What is being asked - What lines in the listing below hold the string "bowl"? Please copy them out.

Records to use -
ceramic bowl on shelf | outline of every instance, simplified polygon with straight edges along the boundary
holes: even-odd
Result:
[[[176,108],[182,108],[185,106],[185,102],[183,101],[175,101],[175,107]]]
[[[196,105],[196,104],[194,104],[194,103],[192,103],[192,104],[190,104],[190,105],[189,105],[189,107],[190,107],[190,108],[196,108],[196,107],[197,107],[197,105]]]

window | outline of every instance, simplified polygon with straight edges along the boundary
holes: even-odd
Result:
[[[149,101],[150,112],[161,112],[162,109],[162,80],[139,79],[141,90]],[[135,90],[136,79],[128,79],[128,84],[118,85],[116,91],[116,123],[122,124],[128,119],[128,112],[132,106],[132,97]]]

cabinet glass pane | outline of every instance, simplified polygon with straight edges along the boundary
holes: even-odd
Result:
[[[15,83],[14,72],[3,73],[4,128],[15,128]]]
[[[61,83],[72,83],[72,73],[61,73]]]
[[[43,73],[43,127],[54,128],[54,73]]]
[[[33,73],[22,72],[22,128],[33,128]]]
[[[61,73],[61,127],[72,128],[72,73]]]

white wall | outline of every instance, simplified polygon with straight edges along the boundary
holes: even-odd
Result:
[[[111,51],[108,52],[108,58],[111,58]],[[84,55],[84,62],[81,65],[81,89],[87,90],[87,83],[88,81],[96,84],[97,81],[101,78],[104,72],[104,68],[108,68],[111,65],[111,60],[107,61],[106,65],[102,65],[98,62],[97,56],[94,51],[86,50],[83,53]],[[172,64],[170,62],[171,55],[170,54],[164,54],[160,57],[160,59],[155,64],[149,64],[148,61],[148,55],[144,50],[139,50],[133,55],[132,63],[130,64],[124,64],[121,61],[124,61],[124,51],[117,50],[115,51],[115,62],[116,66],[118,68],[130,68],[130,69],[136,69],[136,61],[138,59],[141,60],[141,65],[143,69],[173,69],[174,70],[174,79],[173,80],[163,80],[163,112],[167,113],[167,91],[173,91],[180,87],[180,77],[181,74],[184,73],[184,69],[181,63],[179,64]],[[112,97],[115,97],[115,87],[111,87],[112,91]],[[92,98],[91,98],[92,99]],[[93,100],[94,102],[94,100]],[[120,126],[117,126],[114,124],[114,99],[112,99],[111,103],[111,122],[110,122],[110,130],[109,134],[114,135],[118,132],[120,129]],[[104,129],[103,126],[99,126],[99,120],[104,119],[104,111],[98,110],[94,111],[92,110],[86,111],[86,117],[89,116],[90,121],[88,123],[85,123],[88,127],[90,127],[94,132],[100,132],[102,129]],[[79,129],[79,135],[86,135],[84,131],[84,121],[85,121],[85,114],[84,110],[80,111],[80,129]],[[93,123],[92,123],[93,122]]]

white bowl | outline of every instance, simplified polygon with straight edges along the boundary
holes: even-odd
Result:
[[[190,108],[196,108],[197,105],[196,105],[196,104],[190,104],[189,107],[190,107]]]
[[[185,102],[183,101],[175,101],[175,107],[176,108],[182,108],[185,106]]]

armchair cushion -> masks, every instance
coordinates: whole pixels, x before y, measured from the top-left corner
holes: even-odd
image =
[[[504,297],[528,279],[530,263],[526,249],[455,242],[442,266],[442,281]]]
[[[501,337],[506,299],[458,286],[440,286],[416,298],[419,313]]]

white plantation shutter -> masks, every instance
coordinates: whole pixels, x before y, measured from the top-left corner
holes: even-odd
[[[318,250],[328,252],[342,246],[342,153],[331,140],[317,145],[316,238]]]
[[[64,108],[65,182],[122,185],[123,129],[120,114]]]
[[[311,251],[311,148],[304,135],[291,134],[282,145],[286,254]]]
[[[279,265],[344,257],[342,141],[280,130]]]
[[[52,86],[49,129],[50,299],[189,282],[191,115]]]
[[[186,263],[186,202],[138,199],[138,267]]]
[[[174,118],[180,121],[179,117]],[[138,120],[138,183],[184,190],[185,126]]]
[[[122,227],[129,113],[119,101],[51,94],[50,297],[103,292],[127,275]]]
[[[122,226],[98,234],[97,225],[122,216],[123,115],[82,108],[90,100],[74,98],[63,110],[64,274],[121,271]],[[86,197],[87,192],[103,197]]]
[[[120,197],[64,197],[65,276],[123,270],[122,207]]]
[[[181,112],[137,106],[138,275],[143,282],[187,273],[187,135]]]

Solution -
ceramic bowl on shelf | outline of every instance, simplified polygon with straight edges along the boundary
white bowl | outline of every instance, simplified polygon with straight edges along the boundary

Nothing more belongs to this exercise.